- **Stored data entries**
-.-.-
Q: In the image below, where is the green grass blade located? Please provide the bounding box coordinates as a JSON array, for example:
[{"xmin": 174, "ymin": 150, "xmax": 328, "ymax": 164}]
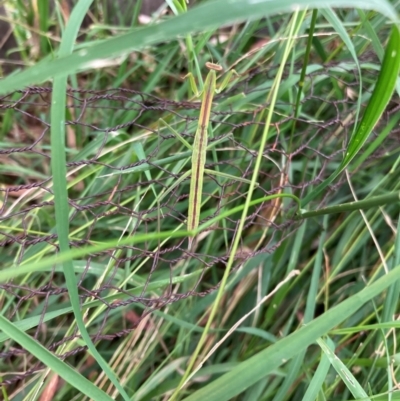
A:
[
  {"xmin": 50, "ymin": 1, "xmax": 130, "ymax": 399},
  {"xmin": 301, "ymin": 25, "xmax": 400, "ymax": 206},
  {"xmin": 0, "ymin": 195, "xmax": 297, "ymax": 279},
  {"xmin": 317, "ymin": 337, "xmax": 371, "ymax": 400},
  {"xmin": 0, "ymin": 1, "xmax": 397, "ymax": 94},
  {"xmin": 132, "ymin": 141, "xmax": 158, "ymax": 198},
  {"xmin": 181, "ymin": 263, "xmax": 400, "ymax": 401},
  {"xmin": 298, "ymin": 192, "xmax": 400, "ymax": 219},
  {"xmin": 0, "ymin": 315, "xmax": 114, "ymax": 401},
  {"xmin": 301, "ymin": 350, "xmax": 331, "ymax": 401}
]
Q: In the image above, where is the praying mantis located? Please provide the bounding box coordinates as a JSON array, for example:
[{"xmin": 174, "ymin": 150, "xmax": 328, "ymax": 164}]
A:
[{"xmin": 159, "ymin": 62, "xmax": 255, "ymax": 249}]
-.-.-
A word-for-word repetition of the data above, without pictures, is the expected answer.

Q: In the image below, where is the green grass blade located? Please provide the bounding box coordinates as a JSON array, for example:
[{"xmin": 174, "ymin": 150, "xmax": 328, "ymax": 164}]
A:
[
  {"xmin": 50, "ymin": 1, "xmax": 130, "ymax": 399},
  {"xmin": 301, "ymin": 25, "xmax": 400, "ymax": 206},
  {"xmin": 0, "ymin": 195, "xmax": 297, "ymax": 279},
  {"xmin": 317, "ymin": 337, "xmax": 371, "ymax": 400},
  {"xmin": 0, "ymin": 1, "xmax": 397, "ymax": 94},
  {"xmin": 132, "ymin": 141, "xmax": 158, "ymax": 198},
  {"xmin": 181, "ymin": 263, "xmax": 400, "ymax": 401},
  {"xmin": 298, "ymin": 192, "xmax": 400, "ymax": 219},
  {"xmin": 0, "ymin": 315, "xmax": 114, "ymax": 401},
  {"xmin": 301, "ymin": 350, "xmax": 331, "ymax": 401}
]
Q: In the image above, where is the praying mantis located? Please provide the bounding box coordinates as a JSON array, for example:
[{"xmin": 174, "ymin": 150, "xmax": 328, "ymax": 164}]
A:
[{"xmin": 159, "ymin": 62, "xmax": 255, "ymax": 249}]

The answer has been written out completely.